* Start *

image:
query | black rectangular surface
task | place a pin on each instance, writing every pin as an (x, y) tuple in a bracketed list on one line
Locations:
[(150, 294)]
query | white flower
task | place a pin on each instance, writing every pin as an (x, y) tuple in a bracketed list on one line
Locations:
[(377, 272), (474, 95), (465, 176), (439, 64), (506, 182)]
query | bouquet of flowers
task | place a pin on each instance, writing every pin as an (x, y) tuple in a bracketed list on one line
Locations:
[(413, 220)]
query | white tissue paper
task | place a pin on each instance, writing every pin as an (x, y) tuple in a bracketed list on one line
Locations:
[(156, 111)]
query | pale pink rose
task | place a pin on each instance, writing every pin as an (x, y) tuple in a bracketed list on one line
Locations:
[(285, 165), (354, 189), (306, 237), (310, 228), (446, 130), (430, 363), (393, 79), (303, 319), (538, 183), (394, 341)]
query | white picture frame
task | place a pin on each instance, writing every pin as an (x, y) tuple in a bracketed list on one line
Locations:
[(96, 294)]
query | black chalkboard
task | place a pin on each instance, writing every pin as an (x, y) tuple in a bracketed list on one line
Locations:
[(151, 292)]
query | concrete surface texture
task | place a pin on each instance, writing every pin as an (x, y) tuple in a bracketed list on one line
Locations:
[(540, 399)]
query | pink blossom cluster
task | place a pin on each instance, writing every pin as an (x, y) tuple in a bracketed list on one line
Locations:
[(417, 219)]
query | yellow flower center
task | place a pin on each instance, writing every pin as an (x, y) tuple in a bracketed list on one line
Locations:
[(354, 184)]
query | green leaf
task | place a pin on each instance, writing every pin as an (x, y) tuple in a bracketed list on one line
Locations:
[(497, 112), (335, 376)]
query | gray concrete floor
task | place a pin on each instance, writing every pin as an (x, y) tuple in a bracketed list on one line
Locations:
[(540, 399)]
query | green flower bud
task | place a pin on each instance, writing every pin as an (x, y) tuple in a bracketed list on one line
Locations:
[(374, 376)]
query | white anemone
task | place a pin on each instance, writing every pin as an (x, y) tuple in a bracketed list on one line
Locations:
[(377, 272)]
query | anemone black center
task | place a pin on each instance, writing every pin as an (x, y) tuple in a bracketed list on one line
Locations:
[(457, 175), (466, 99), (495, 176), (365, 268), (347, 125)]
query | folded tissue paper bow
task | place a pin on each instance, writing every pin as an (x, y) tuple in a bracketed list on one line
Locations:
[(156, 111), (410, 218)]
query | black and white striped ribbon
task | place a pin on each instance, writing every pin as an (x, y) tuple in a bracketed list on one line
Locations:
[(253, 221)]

* End *
* Start *

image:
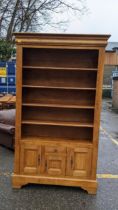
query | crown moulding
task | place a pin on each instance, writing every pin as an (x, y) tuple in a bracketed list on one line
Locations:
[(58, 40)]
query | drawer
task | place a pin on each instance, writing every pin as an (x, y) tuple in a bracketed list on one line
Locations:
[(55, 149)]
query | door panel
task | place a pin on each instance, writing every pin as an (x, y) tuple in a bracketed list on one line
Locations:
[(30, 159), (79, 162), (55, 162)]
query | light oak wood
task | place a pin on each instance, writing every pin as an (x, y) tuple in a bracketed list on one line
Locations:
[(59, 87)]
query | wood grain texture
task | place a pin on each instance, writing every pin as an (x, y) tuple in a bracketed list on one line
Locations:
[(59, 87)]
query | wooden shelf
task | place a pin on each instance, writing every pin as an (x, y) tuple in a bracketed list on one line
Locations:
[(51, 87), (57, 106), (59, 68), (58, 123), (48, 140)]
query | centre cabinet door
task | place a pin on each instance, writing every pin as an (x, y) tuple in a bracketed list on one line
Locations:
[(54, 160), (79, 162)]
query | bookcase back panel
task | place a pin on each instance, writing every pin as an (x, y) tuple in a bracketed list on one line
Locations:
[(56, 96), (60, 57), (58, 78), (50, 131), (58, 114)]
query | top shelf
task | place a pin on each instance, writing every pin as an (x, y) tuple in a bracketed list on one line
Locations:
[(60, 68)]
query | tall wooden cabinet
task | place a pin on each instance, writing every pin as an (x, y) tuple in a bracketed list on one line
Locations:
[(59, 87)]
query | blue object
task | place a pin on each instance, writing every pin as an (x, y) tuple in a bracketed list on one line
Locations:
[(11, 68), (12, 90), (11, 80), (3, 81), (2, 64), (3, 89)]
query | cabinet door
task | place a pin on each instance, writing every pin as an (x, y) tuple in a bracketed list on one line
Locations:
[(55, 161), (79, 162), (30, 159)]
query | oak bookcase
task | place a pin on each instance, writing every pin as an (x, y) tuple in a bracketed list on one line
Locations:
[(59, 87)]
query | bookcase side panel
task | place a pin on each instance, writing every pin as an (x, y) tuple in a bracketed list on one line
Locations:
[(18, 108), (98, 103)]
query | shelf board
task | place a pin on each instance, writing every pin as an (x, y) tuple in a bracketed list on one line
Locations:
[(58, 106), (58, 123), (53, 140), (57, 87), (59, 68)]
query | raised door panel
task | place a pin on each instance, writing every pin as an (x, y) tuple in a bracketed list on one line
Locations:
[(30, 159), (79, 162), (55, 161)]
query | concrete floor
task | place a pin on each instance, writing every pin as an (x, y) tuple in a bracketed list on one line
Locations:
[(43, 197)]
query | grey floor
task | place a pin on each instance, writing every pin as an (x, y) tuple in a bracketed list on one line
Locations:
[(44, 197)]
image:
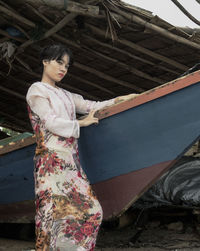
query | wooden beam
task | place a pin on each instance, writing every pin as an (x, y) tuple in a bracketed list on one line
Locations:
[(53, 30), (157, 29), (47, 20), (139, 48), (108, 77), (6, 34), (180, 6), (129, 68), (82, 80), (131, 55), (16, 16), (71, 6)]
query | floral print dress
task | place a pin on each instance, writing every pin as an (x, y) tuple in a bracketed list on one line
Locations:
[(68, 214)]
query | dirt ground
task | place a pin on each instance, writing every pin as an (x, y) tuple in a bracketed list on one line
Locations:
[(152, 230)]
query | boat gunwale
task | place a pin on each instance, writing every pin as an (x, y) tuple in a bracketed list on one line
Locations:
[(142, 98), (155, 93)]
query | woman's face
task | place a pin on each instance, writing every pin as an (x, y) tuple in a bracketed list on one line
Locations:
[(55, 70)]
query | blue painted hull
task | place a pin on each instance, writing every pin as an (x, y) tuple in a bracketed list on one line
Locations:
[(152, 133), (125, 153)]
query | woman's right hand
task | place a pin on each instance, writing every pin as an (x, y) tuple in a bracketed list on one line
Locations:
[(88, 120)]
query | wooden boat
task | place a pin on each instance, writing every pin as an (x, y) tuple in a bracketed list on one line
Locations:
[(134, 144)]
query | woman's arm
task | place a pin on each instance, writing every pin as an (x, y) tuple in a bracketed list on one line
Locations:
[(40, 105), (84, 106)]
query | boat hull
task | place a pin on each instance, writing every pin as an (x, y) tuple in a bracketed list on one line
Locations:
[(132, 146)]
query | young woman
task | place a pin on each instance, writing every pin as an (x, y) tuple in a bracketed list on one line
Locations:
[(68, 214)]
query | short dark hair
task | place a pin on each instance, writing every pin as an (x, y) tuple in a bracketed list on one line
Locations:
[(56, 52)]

* End *
* Start *

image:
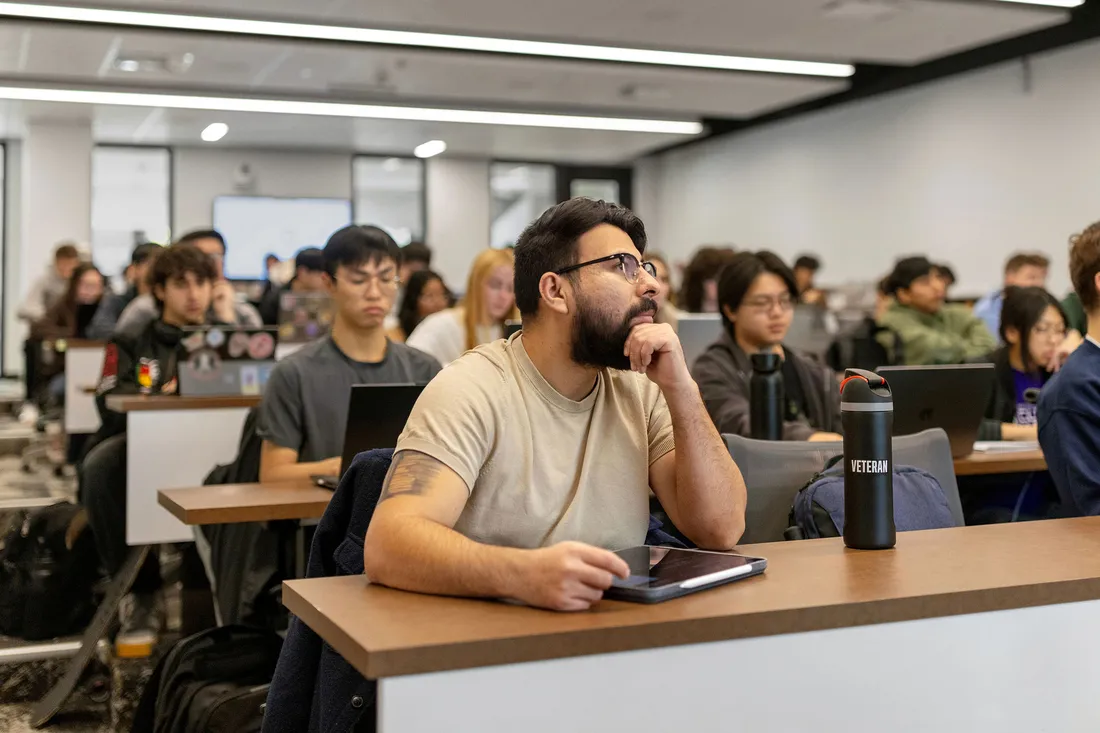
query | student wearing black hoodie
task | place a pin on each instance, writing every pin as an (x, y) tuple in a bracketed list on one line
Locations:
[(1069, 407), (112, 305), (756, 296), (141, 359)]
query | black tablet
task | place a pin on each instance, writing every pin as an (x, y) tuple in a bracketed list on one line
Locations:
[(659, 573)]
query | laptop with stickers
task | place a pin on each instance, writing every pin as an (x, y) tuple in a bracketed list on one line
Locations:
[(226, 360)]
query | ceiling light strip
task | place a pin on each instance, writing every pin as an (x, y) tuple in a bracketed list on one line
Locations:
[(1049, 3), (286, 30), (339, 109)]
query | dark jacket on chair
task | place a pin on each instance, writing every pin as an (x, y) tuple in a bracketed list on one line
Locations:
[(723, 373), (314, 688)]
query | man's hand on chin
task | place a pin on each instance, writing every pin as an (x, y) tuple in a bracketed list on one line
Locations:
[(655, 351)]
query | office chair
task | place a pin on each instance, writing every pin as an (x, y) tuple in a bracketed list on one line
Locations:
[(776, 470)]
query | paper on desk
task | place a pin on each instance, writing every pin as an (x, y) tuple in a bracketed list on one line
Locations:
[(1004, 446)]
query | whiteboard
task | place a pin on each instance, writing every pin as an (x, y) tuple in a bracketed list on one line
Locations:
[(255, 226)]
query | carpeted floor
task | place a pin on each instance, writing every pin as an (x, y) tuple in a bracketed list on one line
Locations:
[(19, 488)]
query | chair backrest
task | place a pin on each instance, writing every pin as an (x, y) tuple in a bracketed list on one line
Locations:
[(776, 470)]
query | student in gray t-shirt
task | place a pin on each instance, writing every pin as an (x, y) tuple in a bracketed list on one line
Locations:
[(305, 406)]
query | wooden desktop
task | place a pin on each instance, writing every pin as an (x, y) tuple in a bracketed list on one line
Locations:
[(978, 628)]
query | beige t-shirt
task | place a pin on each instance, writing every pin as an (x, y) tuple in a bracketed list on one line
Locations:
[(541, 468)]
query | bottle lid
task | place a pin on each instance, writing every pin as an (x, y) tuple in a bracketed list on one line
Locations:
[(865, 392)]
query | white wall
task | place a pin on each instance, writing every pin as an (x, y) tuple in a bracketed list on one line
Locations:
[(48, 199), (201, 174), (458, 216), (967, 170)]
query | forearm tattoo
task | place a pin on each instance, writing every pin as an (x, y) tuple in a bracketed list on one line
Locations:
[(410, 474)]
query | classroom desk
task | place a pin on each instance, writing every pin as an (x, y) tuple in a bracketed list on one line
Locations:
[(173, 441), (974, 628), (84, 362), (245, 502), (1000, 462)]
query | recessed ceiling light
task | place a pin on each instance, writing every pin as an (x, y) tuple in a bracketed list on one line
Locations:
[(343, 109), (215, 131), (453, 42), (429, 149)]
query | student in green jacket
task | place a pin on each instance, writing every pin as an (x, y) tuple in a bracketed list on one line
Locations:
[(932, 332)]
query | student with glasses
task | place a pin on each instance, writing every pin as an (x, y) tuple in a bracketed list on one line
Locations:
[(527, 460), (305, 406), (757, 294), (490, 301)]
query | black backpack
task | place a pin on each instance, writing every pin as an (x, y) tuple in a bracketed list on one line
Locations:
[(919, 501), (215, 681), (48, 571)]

* End *

How many lines of the listing above contain the word "green"? Reply with the number alone.

3